:: YOUR OBJECTIVE ::
Copy the records below line for line, with no changes.

Object position labeling entries:

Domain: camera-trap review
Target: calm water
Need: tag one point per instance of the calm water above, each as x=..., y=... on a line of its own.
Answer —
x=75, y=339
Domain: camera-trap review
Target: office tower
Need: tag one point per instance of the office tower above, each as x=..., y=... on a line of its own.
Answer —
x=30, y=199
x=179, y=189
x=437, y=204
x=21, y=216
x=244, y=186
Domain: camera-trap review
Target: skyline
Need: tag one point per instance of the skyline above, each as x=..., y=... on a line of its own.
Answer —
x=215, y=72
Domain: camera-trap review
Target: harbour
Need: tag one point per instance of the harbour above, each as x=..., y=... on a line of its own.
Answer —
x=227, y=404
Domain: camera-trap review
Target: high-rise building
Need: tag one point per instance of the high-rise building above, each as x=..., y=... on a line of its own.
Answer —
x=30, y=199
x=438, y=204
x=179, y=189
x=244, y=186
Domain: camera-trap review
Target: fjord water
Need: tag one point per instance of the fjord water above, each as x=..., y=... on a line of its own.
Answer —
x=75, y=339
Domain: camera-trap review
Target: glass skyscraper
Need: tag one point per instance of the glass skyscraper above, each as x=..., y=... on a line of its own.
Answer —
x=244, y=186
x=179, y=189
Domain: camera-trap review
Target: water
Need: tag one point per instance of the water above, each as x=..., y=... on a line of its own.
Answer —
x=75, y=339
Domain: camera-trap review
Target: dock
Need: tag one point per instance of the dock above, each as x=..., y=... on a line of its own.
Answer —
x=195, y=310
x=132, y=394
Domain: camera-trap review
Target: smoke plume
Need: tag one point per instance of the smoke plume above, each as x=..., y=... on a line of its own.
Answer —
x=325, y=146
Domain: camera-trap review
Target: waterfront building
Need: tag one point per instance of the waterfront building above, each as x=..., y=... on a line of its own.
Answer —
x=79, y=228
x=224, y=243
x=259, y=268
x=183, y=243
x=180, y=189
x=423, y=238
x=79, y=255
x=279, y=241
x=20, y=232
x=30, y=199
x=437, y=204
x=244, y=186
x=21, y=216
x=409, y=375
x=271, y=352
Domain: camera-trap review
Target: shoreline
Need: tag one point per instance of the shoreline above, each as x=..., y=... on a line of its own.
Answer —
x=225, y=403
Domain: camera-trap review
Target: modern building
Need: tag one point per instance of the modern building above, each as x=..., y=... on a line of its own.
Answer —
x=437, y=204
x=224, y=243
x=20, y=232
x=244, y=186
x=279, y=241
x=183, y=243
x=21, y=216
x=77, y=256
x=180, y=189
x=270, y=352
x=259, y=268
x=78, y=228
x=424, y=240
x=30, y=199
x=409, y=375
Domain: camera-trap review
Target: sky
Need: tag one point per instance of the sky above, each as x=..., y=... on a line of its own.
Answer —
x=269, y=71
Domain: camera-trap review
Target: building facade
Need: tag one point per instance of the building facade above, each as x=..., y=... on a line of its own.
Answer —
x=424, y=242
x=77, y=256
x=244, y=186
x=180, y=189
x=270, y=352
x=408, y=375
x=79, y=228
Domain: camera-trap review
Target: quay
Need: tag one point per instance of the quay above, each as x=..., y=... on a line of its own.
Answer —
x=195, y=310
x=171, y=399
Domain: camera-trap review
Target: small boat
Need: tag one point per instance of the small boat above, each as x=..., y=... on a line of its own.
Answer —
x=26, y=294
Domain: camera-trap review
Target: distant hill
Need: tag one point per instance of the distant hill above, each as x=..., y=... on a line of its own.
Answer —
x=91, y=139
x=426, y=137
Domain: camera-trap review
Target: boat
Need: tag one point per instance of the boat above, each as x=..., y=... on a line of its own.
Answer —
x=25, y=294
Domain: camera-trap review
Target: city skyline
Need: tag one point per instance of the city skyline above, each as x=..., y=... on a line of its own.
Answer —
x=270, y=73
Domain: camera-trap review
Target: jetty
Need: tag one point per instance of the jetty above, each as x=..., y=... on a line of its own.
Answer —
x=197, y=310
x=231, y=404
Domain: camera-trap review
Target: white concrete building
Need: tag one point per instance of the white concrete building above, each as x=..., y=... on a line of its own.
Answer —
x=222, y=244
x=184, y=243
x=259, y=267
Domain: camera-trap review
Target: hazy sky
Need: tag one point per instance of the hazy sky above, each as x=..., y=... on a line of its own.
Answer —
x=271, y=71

:: TASK ANSWER ::
Domain: camera-trap review
Target: calm water
Need: tag one point per instance of the calm water above, each as x=..., y=... on a line of its own.
Answer —
x=75, y=339
Domain: camera-trap review
Target: office tower
Need: tag one point per instance of the office tower above, each as x=..., y=... on a line of its own.
Answer —
x=30, y=199
x=179, y=189
x=437, y=204
x=21, y=216
x=244, y=186
Domain: camera-trap review
Target: skyline
Need: tag one point per instance of the skyline above, each as x=..., y=... on a line of its own.
Answer —
x=215, y=72
Domain: camera-trap review
Target: harbour
Need: tag one point per instance of the harbour above, each as x=..., y=... on a line of its own.
Answer —
x=227, y=404
Domain: camera-trap review
Target: high-rise building
Need: tag one point per instance of the high-rise building above, each as x=..., y=... on a line of its own.
Answer —
x=30, y=199
x=438, y=204
x=179, y=189
x=244, y=186
Domain: camera-trap review
Target: fjord water
Need: tag one point per instance of the fjord water above, each as x=..., y=... on a line of its own.
Answer —
x=75, y=339
Domain: camera-trap review
Target: glass skyscraper
Need: tag one point per instance of the glass skyscraper above, each as x=..., y=... on a line of its own.
Answer —
x=244, y=186
x=179, y=189
Domain: camera-trap review
Target: water
Need: tag one point per instance of the water above, each as x=..., y=... on a line of its own.
Answer —
x=75, y=339
Domain: camera-trap review
Target: dock
Need: tag one point per instance of the dock above, each as x=..., y=... on a line of its own.
Answer —
x=195, y=310
x=132, y=394
Domain: camera-trap review
Target: smoke plume
Need: tag one point per instance of the smoke plume above, each as x=..., y=... on a line of its own.
Answer —
x=325, y=146
Domain: camera-trap review
Target: waterfront building
Need: tag one point per instance of the waterfront building above, each as x=..., y=... on a line of its own.
Answer —
x=79, y=228
x=224, y=243
x=259, y=268
x=183, y=243
x=180, y=189
x=423, y=238
x=79, y=255
x=279, y=241
x=20, y=232
x=30, y=199
x=437, y=204
x=244, y=186
x=21, y=216
x=409, y=375
x=271, y=352
Domain: camera-trap review
Target: shoreline
Need: tag one point per instance of the shoreline above, each as x=..., y=... on a line of its own.
Answer —
x=225, y=403
Domain: camera-trap review
Target: modern building
Need: tag one point per instance of the modern building above, each as x=..., y=... on a line of its own.
Answer —
x=437, y=204
x=224, y=243
x=20, y=232
x=244, y=186
x=279, y=241
x=183, y=243
x=21, y=216
x=77, y=256
x=180, y=189
x=270, y=352
x=259, y=268
x=78, y=228
x=424, y=240
x=30, y=199
x=409, y=375
Domain: camera-trap review
Target: sky
Need: tag one point per instance of the sky above, each as x=..., y=... on a line of its own.
Answer —
x=269, y=71
Domain: camera-trap review
Target: building facade
Need: tag one point per instance of the building facade above, each as x=..., y=... on a line of its own.
Answer —
x=424, y=242
x=77, y=256
x=244, y=186
x=180, y=189
x=270, y=352
x=408, y=375
x=79, y=228
Domain: camera-trap review
Target: quay
Need: tag one point per instance of the quay above, each as x=..., y=... on a line of its own.
Answer —
x=195, y=310
x=171, y=399
Domain: camera-trap review
Target: small boat
Need: tag one point per instance of the small boat above, each as x=..., y=... on a line of its own.
Answer —
x=26, y=294
Domain: camera-trap review
Target: distant hill
Need: tag one point per instance of the distant hill above, each as x=..., y=... on a line of its own.
Answer —
x=91, y=139
x=426, y=137
Domain: camera-trap review
Target: boat
Need: tag one point per instance of the boat above, each as x=..., y=... on a line of its own.
Answer —
x=25, y=294
Domain: camera-trap review
Target: city skyline
Need: tag one point per instance of the city skyline above, each as x=..., y=... on a line of its own.
Answer —
x=270, y=73
Domain: camera-trap review
Target: jetty
Need: tag one point per instance of the jetty above, each as x=..., y=... on a line of its own.
Answer —
x=197, y=310
x=231, y=404
Domain: camera-trap review
Target: white concrete building
Need: tag one point per instance of the white concrete building above, each as x=..., y=... on a line of its own.
Answer —
x=222, y=244
x=184, y=243
x=259, y=267
Domain: camera-trap review
Target: hazy sky
Need: tag one point per instance of the hazy sky above, each as x=..., y=... on a line of its own.
Answer —
x=271, y=71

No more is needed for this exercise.